What you will do —
A. In the Genome Canada passage, how much federal funding is going into the 10 research centers?
B. Set down the Genome Canada passage word for word. Begin at the words "Genome Canada is aiming" and stop after "of the results.".
C. Supply the next part of the Genome Canada passage, picking up after its final sentence.

Source passage —
<<<<
Genome Canada is aiming to retool the country's genomics infrastructure by plowing $12.2 million in federal funding and a similar amount from other sources into 10 research centers. The expanded network includes specialists in bioinformatics, a field in which Genome Canada is keen to strengthen as the challenge shifts from generating data to making sense of the results.
The new approach is the latest in a series of evolutions for Genome Canada, a nonprofit which has seen the field it covers change significantly since it was founded to dole out federal dollars in 2000. Prior to the latest shift, Genome Canada was funneling money into 5 Science and Technology Innovation Centres, but concerns about creating silos and the need to add new capabilities to the network prompted a rethink.
>>>>
Stored data —
<<<<
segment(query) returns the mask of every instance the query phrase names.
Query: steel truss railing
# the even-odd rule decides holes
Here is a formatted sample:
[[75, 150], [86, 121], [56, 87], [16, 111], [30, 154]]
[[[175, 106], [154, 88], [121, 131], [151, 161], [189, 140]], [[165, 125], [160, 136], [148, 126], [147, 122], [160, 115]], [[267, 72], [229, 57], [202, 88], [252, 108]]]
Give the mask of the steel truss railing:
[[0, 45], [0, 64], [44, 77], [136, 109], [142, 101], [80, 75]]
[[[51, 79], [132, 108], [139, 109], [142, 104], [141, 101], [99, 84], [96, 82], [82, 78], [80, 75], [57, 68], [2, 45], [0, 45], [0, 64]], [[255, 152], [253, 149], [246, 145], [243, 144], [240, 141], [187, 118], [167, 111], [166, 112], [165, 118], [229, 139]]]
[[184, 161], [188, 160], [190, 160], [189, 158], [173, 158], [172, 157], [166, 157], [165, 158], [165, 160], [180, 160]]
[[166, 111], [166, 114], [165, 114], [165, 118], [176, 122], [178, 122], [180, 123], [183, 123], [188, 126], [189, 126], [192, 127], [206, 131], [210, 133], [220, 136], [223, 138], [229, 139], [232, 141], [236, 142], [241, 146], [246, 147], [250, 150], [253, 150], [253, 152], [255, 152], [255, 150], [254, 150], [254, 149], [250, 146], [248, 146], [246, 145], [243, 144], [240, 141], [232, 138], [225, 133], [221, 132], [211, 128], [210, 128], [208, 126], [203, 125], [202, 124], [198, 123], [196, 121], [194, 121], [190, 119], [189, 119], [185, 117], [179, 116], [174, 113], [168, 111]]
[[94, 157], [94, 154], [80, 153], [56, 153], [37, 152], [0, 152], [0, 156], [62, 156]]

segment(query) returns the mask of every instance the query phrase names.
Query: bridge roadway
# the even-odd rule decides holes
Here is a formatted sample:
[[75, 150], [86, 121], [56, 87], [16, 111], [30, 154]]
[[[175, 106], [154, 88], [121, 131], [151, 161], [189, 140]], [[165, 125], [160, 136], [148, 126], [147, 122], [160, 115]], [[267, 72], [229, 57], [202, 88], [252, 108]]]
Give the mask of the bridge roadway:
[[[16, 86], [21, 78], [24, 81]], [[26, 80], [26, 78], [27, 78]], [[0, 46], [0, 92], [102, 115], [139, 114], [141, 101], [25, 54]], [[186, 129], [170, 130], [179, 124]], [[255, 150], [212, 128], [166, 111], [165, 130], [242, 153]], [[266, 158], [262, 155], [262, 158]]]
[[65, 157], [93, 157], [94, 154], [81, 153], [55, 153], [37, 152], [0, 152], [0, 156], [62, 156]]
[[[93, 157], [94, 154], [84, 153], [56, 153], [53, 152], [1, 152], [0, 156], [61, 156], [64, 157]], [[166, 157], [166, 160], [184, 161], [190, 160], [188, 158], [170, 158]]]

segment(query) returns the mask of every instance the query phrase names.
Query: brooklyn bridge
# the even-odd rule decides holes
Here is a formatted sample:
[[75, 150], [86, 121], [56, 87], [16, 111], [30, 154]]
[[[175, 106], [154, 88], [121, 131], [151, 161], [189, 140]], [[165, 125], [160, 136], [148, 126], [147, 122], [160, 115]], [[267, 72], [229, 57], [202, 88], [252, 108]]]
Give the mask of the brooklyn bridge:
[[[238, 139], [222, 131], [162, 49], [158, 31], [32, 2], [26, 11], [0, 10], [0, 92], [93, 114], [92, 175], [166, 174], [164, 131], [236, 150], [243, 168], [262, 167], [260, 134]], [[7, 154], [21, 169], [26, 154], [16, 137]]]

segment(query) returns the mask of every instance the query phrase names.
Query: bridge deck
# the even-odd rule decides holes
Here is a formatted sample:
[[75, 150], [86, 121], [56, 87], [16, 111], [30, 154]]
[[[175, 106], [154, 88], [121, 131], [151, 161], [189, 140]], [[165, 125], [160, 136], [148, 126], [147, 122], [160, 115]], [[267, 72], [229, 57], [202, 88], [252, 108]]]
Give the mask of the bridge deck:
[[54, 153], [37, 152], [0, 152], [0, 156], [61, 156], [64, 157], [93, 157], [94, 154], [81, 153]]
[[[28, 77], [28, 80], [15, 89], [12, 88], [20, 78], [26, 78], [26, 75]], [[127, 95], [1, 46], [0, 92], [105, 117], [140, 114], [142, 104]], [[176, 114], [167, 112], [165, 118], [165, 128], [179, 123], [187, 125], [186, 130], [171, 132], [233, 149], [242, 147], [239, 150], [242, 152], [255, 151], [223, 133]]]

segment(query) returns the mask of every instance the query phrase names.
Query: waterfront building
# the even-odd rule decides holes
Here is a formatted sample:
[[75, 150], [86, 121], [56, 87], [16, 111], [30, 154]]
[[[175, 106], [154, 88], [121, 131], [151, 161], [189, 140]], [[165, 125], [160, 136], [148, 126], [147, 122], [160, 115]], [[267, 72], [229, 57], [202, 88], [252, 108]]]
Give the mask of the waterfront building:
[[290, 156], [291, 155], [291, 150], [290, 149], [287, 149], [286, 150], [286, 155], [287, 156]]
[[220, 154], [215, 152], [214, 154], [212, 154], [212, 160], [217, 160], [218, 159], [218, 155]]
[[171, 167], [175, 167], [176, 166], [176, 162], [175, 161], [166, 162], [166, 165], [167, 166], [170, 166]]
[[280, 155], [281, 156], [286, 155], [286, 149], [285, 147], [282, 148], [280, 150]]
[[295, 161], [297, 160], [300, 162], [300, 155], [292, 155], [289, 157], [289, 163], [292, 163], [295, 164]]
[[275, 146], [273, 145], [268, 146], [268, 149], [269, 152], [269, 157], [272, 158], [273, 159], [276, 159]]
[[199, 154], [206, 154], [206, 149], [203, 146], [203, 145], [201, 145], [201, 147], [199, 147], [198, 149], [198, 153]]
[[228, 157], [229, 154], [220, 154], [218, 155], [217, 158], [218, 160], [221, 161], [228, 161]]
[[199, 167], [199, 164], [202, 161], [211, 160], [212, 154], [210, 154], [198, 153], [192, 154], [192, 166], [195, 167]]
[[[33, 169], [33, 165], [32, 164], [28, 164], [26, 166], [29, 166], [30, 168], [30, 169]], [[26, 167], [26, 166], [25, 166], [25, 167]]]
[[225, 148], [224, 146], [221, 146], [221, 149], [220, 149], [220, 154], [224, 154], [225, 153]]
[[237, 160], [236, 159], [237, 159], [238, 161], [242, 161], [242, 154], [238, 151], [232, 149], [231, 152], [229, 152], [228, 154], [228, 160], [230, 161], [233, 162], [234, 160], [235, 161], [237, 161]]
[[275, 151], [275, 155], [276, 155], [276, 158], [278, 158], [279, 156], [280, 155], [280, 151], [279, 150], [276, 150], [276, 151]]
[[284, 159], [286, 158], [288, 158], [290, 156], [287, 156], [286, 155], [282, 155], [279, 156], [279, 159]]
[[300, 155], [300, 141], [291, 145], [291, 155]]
>>>>
Activity answers —
A. $12.2 million

B.
Genome Canada is aiming to retool the country's genomics infrastructure by plowing $12.2 million in federal funding and a similar amount from other sources into 10 research centers. The expanded network includes specialists in bioinformatics, a field in which Genome Canada is keen to strengthen as the challenge shifts from generating data to making sense of the results.

C.
Bioinformatics is at the forefront of the new approach, with Genome Canada's leaders planning to make substantial investments in the field in response to shifting priorities. "Data generation is getting easier, but in the end you have to interpret and analyze all of that data," Guillaume Borque, co-director of the Canadian Centre for Computational Genomics (C3G), told The Globe and Mail. C3G is one of the 10 research centers and will provide access to computing and bioinformatics resources.
The sharing of assets is part of Genome Canada's push for greater collaboration between the centers. Each of the 10 sites--which Genome Canada refers to as "nodes"--brings something different to the table. Notable centers from an IT perspective include the McGill University and Génome Quebéc Innovation Centre and the Canadian Data Integration Centre, which will provide DNA analysis services and data management services, respectively.